**Consigne:** Affichez toutes les lignes des entrées ci-dessous qui contiennent la chaîne « cheetah ».

**Entrées de l'exercice:**
- - -

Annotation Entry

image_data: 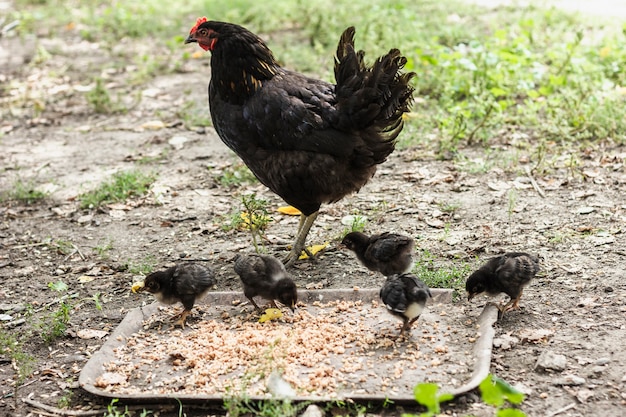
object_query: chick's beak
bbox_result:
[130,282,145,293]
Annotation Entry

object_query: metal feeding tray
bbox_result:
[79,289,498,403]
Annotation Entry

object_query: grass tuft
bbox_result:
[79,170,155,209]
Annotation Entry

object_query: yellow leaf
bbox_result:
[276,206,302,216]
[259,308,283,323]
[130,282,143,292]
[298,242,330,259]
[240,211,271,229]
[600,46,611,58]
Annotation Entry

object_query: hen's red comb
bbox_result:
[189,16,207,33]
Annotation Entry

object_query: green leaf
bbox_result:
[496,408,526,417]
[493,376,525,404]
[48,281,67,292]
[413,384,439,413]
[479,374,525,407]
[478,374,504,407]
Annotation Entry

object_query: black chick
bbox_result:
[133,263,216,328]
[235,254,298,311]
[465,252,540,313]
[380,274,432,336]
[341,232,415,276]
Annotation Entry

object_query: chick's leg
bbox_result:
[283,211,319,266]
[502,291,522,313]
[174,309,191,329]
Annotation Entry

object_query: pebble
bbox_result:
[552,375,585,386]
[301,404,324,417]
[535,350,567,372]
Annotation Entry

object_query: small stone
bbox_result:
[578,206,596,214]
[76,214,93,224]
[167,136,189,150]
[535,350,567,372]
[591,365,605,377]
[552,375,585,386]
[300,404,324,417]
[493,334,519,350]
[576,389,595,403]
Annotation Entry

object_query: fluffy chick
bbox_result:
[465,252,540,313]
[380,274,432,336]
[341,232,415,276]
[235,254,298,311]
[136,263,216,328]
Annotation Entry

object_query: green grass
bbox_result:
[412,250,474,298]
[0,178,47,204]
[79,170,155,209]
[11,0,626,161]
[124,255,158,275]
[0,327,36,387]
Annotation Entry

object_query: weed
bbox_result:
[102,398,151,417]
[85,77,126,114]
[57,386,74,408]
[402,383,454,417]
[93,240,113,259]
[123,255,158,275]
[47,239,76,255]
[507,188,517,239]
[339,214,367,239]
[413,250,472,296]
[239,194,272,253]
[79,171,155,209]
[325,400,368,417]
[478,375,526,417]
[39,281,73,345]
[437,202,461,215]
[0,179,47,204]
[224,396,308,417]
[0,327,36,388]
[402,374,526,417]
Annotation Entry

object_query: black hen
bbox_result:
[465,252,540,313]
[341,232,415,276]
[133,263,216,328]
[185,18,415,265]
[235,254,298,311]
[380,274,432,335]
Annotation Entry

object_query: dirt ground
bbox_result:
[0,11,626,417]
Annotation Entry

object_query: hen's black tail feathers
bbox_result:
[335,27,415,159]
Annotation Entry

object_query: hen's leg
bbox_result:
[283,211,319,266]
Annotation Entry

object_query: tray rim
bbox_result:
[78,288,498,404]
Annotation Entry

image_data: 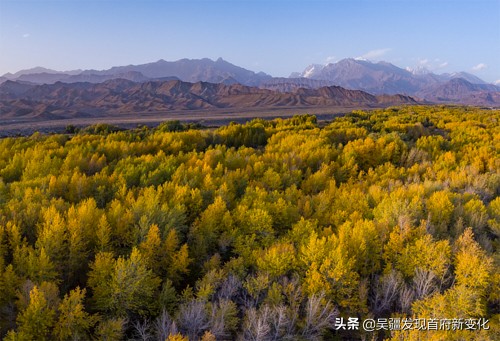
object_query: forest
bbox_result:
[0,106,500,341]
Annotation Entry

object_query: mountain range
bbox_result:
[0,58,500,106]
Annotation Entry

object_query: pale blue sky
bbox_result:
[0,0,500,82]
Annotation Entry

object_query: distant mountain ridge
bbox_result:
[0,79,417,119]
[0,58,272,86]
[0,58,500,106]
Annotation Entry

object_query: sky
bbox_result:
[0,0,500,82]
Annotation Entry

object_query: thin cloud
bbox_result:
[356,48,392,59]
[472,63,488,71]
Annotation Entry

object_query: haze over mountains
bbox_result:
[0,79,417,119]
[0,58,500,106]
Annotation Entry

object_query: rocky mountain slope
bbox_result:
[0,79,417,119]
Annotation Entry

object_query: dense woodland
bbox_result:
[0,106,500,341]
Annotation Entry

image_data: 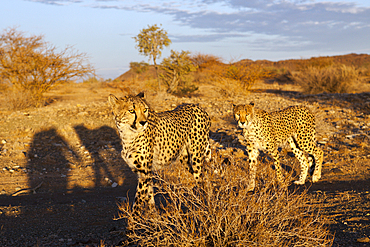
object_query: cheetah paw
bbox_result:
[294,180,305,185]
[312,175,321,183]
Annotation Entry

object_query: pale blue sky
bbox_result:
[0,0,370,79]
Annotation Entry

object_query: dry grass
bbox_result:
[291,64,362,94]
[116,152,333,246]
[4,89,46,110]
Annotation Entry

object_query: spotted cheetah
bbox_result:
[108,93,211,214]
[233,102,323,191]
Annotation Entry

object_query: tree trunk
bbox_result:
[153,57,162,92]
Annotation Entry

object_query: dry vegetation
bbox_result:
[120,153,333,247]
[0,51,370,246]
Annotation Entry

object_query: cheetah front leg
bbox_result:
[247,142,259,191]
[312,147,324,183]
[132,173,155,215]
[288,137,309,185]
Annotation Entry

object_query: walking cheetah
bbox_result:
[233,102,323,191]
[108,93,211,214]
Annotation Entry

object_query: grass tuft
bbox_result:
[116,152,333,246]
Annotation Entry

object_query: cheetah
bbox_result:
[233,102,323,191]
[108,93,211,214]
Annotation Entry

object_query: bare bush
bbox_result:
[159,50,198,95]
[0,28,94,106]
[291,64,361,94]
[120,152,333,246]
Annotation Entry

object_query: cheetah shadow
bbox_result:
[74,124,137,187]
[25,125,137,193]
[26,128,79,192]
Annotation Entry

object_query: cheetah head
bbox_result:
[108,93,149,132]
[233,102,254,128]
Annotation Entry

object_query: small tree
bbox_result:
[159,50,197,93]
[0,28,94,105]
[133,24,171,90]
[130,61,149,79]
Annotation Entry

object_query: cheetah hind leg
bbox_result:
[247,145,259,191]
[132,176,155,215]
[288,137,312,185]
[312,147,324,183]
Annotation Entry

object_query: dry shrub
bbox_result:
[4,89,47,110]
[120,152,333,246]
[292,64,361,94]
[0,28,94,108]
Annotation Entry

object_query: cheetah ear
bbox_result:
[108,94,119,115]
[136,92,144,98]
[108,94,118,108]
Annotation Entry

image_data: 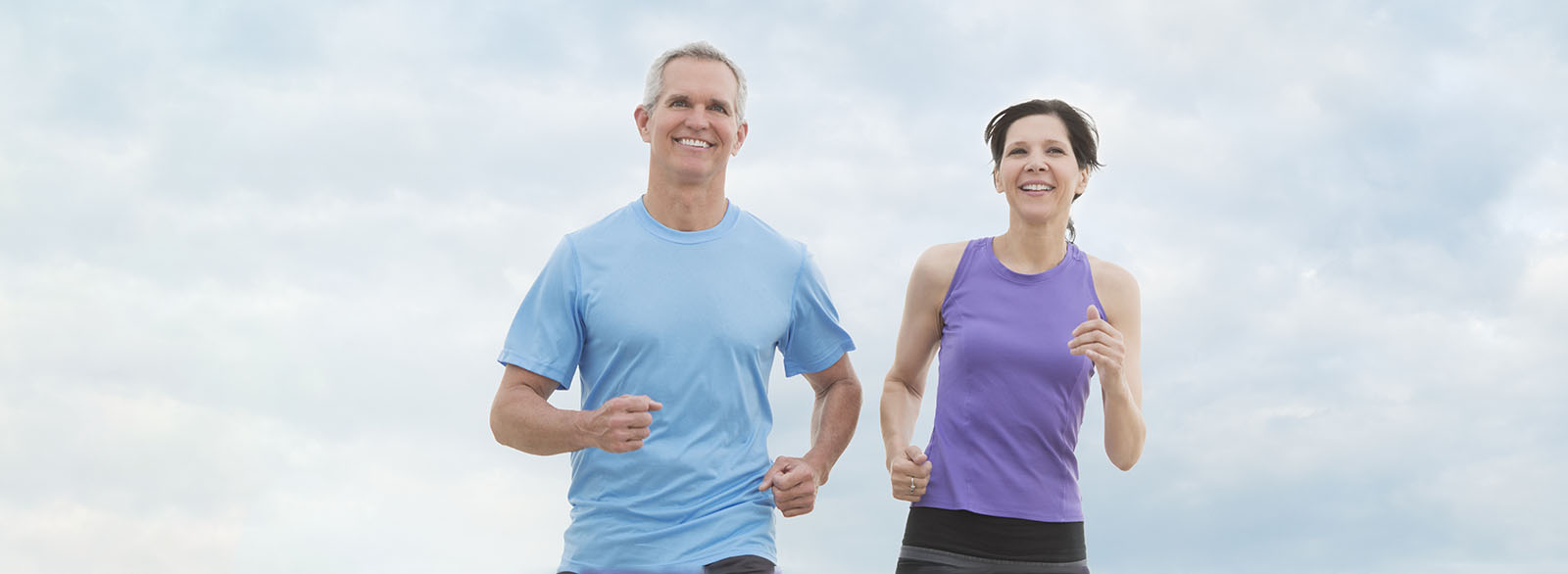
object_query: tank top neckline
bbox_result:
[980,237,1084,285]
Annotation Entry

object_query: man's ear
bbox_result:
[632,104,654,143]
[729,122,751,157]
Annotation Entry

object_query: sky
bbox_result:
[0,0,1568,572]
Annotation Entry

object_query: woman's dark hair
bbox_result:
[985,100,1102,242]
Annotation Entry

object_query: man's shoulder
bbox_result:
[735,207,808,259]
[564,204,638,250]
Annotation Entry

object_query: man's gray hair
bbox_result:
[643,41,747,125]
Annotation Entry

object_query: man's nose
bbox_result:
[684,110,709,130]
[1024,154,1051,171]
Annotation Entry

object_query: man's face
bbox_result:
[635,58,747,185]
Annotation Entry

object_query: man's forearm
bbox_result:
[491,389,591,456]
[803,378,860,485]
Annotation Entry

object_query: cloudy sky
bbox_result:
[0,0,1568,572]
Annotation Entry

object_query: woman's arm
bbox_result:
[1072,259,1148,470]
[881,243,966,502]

- - -

**Résultat de l'exercice:**
object_query: cheetah paw
object_query: spotted cheetah
object_query: cheetah front leg
object_query: walking cheetah
object_query: cheetah
object_query: cheetah shadow
object_query: cheetah head
object_query: cheetah hind leg
object_query: cheetah ear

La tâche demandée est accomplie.